Dataset extract START

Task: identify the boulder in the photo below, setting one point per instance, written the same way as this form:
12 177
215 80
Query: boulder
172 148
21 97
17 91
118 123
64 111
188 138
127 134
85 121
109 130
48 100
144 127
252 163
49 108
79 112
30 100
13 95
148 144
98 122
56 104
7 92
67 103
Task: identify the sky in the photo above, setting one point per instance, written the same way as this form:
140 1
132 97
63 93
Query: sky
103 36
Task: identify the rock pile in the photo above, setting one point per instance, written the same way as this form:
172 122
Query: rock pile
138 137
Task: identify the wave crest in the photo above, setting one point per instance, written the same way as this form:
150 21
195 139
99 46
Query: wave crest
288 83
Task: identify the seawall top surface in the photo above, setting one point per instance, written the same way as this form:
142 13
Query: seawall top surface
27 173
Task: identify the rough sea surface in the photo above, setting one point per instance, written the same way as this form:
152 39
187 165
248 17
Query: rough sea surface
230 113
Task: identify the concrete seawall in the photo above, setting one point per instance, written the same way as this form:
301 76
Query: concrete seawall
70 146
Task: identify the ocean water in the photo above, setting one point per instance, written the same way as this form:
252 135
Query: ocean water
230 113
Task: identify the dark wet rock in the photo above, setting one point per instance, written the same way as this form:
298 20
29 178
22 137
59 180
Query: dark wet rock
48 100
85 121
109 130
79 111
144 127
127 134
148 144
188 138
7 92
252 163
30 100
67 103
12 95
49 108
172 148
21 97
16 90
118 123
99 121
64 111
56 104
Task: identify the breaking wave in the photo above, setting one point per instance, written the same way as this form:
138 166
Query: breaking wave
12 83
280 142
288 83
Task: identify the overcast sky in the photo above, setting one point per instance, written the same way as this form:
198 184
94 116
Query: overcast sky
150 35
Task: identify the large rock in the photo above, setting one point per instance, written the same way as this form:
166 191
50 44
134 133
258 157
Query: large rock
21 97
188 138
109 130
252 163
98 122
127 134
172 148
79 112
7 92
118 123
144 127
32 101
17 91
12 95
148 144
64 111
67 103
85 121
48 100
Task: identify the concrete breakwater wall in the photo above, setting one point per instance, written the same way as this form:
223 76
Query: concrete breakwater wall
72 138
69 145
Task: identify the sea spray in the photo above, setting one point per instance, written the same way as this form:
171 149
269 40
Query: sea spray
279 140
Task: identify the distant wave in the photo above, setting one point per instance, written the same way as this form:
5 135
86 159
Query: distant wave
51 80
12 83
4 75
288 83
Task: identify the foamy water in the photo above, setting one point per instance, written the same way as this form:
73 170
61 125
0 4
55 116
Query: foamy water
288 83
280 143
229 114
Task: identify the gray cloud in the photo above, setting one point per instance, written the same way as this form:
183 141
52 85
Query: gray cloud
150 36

Dataset extract END

**Problem to solve**
Repeat the listing in full, keeping every line exactly as it is.

**Answer box**
Task: identify the boulder in the photo below, setting one point per instance, written the same way as this form:
12 177
215 80
Query: boulder
172 148
21 97
17 91
118 123
64 111
188 138
127 134
85 121
109 130
48 100
144 127
252 163
49 108
79 112
30 100
13 95
148 144
98 122
56 104
7 92
67 103
Task: identify the sky in the photo above, setting one point per instance, written the same way as this form:
140 1
132 97
63 93
Query: sky
103 36
Task: identify the rock pile in the photo above, setting one point per instance, written the same way as this form:
172 122
Query: rock pile
138 137
Task: identify the wave crest in the photo above, setting one point per instance, written the same way as this form:
150 21
195 139
99 46
Query: wave crest
288 83
Task: identify the seawall top surface in the photo above, setting one point per instance, written the same way as this form:
142 13
Query: seawall top surface
27 173
Task: identify the rough sea surface in the photo above, setting one point per instance, written the same way as this form:
152 39
187 165
248 17
Query: rough sea surface
230 113
Task: identify the concrete seawall in the photo above, setting one point per instance, written the same way as this form:
301 76
Query: concrete seawall
70 146
Task: identify the ocean water in the photo above, setting one point per instance, written the same way as this form:
252 135
Query: ocean water
230 113
Task: identify the dark wet rock in the photo above, setting one point per instance, written the same way as this form:
298 20
29 178
22 137
59 180
Query: dark wet rock
48 100
85 121
109 130
79 111
144 127
127 134
148 144
188 138
7 92
252 163
30 100
67 103
12 95
49 108
172 148
21 97
16 90
118 123
99 121
64 111
56 104
Task: identify the breaking wave in the photo above, setting one point per instance, written the same way as this form:
138 166
Query: breaking wave
12 83
280 142
288 83
Task: identify the overcast sky in the photo above, setting one point per instance, written the same way as this form:
198 184
94 116
Query: overcast sky
150 35
Task: identify the large rock in the photo above, setting one point per instance, written the same way as this form:
166 191
50 44
134 133
258 157
Query: large rock
21 97
188 138
109 130
252 163
98 122
127 134
172 148
79 112
7 92
118 123
144 127
32 101
17 91
12 95
148 144
64 111
67 103
85 121
48 100
Task: identify the concrete breakwater wall in the photo above, setting one point per instance, written the same way as this form:
223 76
Query: concrete breakwater wall
72 138
69 145
Task: identify the sea spray in the photo above, setting one point per instance, written the same way as this form:
171 149
269 40
Query: sea spray
279 140
Task: identify the distant wave in the photo above, setting one point per instance, written the same way as this form:
5 135
86 159
Query: distant wave
51 80
12 83
4 75
288 83
Task: identify the foamy water in the photo above, setting one point per instance, written the same way as this form:
73 170
61 125
0 4
55 116
Query: foamy water
288 83
280 143
229 114
Task: identify the gray cloud in the photo above, setting one point per instance, written the same way as this form:
183 141
52 85
Query: gray cloud
150 36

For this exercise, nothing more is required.